* [Extracted entries]
━━━━━━━━━━━━━━━━━━━━
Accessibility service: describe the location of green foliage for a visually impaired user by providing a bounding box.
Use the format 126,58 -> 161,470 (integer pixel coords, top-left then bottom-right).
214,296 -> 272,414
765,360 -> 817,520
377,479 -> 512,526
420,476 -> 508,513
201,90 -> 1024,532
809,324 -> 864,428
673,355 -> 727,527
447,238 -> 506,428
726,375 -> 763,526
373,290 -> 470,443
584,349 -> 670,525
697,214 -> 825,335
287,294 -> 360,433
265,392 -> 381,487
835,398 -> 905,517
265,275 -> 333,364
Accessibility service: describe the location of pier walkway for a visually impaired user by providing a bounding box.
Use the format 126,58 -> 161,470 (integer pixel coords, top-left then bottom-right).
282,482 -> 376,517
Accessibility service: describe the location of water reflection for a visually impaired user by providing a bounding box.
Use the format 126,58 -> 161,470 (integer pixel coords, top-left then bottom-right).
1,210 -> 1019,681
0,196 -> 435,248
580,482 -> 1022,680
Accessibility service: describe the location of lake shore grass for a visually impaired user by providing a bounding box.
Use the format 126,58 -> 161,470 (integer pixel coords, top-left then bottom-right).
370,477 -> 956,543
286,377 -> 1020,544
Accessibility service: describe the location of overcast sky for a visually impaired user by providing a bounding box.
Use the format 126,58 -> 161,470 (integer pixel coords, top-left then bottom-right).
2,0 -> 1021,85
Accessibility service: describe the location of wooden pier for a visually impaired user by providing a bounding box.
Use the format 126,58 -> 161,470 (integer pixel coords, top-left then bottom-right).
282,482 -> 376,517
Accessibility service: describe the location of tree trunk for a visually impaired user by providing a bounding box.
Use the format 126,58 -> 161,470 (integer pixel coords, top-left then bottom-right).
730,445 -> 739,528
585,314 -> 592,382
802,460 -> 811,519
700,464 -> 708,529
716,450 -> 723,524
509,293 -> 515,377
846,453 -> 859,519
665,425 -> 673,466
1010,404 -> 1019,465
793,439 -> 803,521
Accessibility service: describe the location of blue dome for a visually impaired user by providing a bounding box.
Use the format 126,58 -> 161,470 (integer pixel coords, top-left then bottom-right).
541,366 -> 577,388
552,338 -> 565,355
━━━━━━━━━━━━━━━━━━━━
* [Task goal] Across all the records above, find each line with "pier" in it and copy it.

* [The answer]
Accessibility service: describe the location of pier walkway for a visually impaired user by providing a bounding box.
Accessibility service: describe the location of wooden pier for a visually impaired user by providing a bounding box.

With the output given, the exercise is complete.